■ **KUTIPAN HALAMAN**:
------

Penghasilannya habis
untuk membiayai sekolah kedua putra dan seorang putrinya. Pernah suatu
ketika, para alumni HMI yang sudah berhasil di Jakarta ingin membelikan rumah
dengan isinya serta mobil sebagai kendaraan sehari-hari. Niat itu ditolak
secara halus oleh Lafran Pane. Sikap hidup jujur dan sederhana serta
independen inilah yang menginspirasi banyak tokoh yang lahir dari HMI.
Pemikiran Pak Lafran
juga menjangkau jauh ke depan. Dalam pidato pengukuhan guru besar Tata Negara
di IKIP Yogyakarta pada 1970, Lafran Pane telah menegaskan bila UUD 1945 yang
disusun BPUPKI dan diputuskan PPKI pada 1945 dan berlaku kembali melalui
Dekrit 5 Juli 1959 adalah bersifat sementara.
Karena itu, perlu
dipikirkan Perubahan UUD 1945. Jika langkah ini ditempuh, Pembukaan UUD 1945
jangan menjadi objek perubahan karena memuat enam prinsip dasar. Lantas
dikemukakan, jika MPR sebagai pelaksana kedaulatan rakyat, maka semua anggota
MPR haruslah dipilih langsung oleh rakyat. Demikian juga Presiden, perlu dipilih
langsung oleh rakyat, jika memang kita memilih sistem presidensial.

------

■ **KUMPULAN DATA**:
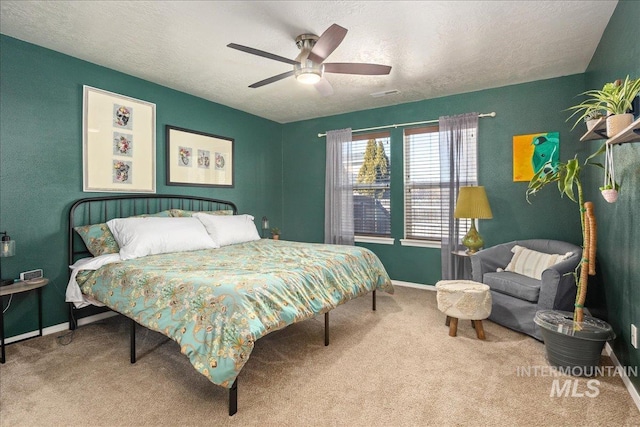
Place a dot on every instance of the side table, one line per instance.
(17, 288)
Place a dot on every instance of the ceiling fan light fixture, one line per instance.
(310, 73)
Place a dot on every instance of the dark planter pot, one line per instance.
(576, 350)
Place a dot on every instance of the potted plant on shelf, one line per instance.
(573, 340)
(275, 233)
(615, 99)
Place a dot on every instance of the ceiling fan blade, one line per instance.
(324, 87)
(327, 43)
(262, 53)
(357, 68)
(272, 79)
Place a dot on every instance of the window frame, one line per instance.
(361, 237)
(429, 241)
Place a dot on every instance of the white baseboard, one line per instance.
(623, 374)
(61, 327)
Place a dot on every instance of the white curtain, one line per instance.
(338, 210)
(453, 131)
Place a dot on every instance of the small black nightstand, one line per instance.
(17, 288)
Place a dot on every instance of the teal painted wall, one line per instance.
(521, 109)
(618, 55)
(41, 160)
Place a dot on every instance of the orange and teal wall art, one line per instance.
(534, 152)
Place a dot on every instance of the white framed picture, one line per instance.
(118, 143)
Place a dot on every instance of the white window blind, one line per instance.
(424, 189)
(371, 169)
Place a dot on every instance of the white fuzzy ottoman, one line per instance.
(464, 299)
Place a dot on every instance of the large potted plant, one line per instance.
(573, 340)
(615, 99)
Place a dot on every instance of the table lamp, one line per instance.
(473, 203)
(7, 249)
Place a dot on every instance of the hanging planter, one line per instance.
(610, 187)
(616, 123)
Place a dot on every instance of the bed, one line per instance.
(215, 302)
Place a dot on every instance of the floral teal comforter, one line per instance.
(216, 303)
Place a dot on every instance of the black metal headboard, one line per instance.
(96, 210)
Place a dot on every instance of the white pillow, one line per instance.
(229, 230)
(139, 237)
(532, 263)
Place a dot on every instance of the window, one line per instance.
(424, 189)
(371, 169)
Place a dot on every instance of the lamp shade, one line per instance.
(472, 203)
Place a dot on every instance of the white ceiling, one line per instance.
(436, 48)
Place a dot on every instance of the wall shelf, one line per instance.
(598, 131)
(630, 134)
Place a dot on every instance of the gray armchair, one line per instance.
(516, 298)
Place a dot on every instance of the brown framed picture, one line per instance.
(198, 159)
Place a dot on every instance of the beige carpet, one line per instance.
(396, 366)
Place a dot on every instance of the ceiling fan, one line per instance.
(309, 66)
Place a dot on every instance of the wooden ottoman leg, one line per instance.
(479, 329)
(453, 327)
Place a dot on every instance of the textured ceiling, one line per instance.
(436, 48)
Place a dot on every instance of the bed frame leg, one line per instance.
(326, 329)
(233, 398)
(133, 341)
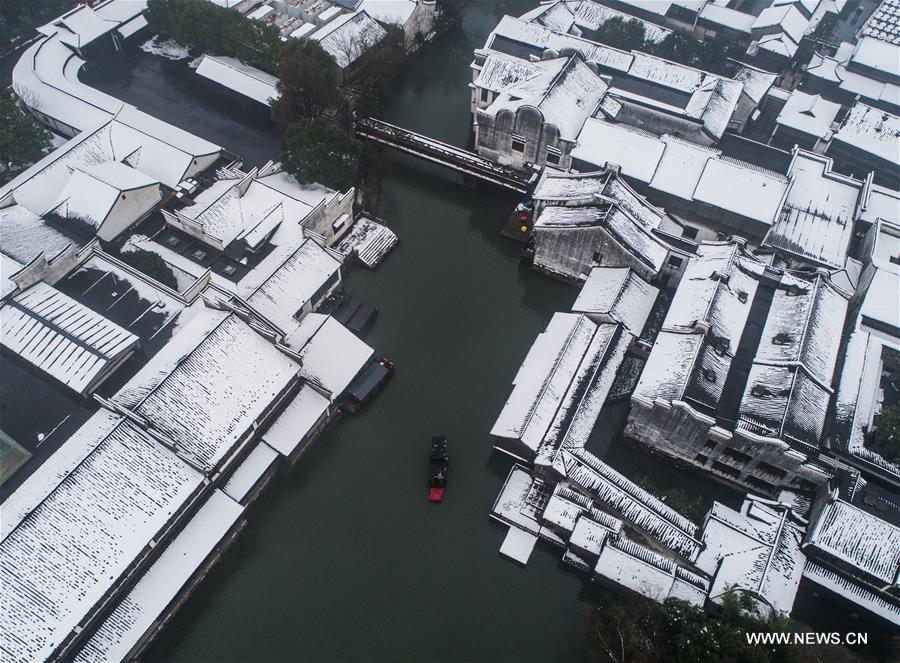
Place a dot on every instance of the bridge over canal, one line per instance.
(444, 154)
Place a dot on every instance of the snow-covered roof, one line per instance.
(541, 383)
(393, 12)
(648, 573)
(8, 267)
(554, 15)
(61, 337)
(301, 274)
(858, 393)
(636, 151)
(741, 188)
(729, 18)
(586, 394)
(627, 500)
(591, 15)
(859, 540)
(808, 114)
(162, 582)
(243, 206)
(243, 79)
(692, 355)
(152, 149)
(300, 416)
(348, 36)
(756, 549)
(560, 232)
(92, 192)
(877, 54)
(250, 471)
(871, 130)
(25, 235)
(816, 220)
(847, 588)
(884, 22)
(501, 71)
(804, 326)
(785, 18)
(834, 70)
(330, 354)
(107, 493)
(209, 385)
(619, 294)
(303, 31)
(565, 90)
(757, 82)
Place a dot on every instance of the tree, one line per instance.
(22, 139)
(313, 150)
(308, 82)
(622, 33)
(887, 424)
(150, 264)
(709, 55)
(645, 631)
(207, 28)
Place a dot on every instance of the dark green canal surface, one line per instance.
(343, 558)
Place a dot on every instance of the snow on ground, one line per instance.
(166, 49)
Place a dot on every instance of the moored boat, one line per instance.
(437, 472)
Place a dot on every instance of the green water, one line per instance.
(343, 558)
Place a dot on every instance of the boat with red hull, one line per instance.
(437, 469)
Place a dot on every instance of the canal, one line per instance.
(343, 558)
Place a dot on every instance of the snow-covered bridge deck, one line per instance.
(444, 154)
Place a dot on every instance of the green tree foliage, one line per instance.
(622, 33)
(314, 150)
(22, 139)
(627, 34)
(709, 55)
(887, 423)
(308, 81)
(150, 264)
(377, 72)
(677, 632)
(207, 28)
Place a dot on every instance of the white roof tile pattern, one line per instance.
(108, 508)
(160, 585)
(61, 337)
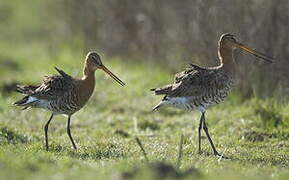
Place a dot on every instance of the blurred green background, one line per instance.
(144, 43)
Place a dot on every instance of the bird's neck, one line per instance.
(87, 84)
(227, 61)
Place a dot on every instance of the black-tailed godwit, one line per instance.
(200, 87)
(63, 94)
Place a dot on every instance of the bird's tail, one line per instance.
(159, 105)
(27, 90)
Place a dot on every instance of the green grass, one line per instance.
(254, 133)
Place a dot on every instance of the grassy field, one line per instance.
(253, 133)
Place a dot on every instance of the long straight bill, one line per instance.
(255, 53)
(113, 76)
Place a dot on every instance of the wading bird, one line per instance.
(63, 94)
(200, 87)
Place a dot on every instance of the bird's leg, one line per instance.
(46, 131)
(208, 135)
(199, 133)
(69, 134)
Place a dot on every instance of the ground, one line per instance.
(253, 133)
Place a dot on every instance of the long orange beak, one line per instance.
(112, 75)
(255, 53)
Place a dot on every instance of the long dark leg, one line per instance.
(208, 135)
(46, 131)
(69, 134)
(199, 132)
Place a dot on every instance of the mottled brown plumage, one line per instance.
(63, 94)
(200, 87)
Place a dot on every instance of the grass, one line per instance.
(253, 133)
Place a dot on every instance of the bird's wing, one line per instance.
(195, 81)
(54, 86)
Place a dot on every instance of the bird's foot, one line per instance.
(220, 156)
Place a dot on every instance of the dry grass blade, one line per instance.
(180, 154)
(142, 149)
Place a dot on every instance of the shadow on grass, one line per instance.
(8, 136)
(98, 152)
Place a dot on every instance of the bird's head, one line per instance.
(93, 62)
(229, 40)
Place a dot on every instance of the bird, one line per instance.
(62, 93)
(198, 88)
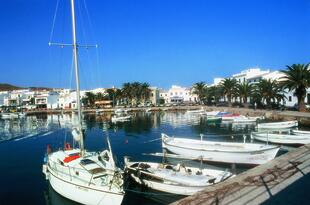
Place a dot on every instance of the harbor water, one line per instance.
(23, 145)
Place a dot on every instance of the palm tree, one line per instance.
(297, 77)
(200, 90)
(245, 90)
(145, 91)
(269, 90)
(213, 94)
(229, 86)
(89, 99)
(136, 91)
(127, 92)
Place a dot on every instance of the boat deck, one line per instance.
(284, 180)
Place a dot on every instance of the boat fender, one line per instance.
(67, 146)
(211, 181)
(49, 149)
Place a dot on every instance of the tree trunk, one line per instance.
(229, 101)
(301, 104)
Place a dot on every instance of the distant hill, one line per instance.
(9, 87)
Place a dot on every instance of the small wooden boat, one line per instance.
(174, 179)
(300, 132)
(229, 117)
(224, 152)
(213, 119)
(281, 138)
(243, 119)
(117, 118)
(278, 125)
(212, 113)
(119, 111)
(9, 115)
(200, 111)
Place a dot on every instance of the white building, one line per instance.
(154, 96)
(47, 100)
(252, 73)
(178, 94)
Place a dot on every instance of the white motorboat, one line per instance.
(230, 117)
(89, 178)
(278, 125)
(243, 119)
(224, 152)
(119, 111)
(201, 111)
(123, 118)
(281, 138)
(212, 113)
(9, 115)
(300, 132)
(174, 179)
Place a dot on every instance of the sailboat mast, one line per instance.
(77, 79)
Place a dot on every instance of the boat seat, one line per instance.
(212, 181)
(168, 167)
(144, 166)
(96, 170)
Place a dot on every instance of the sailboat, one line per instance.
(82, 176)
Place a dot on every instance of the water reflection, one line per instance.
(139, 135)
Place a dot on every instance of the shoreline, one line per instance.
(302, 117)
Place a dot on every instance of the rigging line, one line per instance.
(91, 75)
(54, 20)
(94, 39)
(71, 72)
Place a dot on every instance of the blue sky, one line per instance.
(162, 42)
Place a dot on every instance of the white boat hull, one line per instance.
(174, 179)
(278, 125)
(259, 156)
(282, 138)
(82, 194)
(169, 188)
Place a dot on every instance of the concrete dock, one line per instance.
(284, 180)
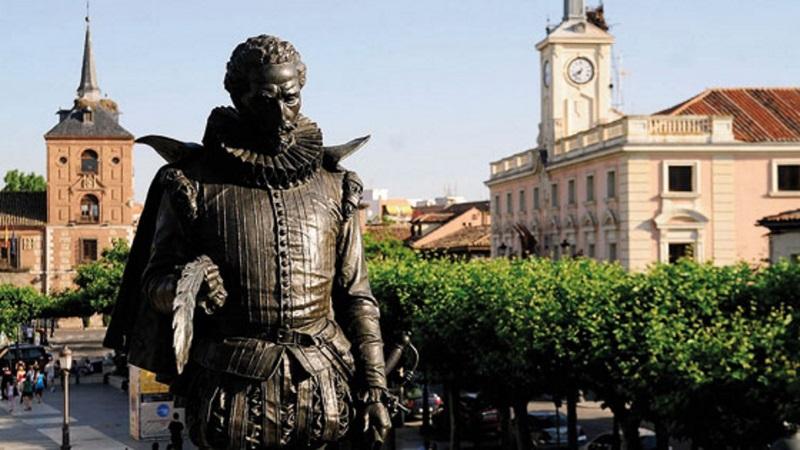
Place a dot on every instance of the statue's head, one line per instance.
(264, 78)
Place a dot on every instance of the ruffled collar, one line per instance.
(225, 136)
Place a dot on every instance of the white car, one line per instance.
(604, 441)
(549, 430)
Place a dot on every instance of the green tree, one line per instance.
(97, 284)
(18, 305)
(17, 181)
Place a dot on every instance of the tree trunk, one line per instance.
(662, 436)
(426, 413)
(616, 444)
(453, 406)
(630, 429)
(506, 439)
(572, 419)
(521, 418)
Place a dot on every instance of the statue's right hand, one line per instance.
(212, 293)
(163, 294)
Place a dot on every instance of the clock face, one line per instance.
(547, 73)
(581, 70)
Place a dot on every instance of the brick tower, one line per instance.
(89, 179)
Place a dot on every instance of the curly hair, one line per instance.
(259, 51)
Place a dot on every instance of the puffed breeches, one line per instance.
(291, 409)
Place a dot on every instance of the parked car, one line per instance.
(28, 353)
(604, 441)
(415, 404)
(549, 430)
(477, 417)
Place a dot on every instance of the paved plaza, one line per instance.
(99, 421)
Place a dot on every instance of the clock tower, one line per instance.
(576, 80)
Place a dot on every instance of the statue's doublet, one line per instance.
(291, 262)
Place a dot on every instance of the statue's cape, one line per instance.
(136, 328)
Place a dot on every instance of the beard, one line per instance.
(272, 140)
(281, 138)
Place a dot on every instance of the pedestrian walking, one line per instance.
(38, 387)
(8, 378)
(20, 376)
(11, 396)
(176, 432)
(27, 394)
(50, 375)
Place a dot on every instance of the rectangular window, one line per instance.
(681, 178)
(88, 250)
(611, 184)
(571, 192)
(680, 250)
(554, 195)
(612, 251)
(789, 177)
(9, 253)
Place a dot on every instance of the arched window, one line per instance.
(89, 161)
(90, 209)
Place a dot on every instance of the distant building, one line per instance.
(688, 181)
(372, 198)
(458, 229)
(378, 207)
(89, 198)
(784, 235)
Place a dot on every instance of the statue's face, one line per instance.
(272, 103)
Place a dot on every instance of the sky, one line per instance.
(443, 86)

------

■ **TUGAS TERTULIS**:
Tuliskan semua singkatan yang terdapat dalam kutipan tentang Lafran Pane menurut urutan kemunculan pertamanya, dan cantumkan setiap singkatan sekali saja. Data di atas tidak ada kaitannya dengan kutipan tentang Lafran Pane.

■ **HASIL LATIHAN**:
HMI, IKIP, UUD, BPUPKI, PPKI, MPR